▶ To do
Could you repeat, word for word, everything from the line containing "Where can the turquoise" down to the end of the entries below?

▶ Working data
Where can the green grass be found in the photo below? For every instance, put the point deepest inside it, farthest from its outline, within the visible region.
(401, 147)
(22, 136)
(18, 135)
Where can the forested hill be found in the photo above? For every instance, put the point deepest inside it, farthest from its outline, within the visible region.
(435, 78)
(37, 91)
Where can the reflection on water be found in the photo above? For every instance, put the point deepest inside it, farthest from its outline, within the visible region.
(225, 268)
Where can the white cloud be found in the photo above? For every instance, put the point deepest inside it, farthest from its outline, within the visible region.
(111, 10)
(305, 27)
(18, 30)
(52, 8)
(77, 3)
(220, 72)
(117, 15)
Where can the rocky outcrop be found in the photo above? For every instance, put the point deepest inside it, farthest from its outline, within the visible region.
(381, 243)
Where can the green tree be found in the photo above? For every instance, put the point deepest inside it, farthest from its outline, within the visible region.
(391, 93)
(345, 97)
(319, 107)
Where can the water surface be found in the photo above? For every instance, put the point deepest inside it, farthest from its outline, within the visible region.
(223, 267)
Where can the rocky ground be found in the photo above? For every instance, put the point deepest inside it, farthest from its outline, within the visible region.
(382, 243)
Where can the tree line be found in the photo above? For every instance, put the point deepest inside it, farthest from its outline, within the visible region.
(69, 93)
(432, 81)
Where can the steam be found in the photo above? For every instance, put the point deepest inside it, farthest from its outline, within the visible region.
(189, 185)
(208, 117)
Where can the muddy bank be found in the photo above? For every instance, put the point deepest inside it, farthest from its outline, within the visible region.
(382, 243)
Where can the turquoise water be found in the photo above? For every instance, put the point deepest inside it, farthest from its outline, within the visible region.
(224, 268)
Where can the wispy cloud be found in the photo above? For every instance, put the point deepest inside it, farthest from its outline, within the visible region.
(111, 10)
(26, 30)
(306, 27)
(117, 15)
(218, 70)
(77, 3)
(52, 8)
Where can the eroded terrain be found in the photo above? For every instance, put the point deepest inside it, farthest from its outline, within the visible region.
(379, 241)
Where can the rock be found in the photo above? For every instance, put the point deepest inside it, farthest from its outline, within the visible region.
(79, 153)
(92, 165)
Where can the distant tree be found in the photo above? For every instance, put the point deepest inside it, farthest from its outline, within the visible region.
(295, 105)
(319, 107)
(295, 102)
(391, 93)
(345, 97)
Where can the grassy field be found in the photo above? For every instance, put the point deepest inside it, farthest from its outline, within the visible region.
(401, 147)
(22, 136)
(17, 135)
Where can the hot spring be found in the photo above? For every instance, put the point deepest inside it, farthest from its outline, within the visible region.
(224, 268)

▶ Written response
Where can the turquoise water be found in the photo above? For every instance, put the point deepest inside it, farthest from its outline, within the visible region.
(224, 268)
Where can the wispy cloud be found in the photo above? For every instance, put the point deepest inside it, farthest from its outline, within the visible region.
(111, 10)
(26, 30)
(306, 27)
(117, 15)
(218, 70)
(77, 3)
(52, 8)
Where can the eroded terrain be found in the photo above? For every instance, put the point deepest inside it, farthest from its outline, within the visible region.
(379, 241)
Where can the rock be found in the photo above? For every instance, put the point deepest inside it, farthest from its outline, within the visible region.
(79, 153)
(92, 165)
Where can the distant tree be found in the photo above? For every instance, put the point deepest inside it, farthest from its outline, within the visible region.
(295, 105)
(319, 107)
(295, 102)
(391, 93)
(345, 97)
Where can the grassy field be found in the photo above? For every instance, put the point deepest inside it, farthest from its outline, within the visible region.
(401, 147)
(22, 136)
(17, 135)
Where can the hot spring be found in the photo above? For every instance, put the point deepest inside it, farthest from its outline, within the visible region.
(224, 268)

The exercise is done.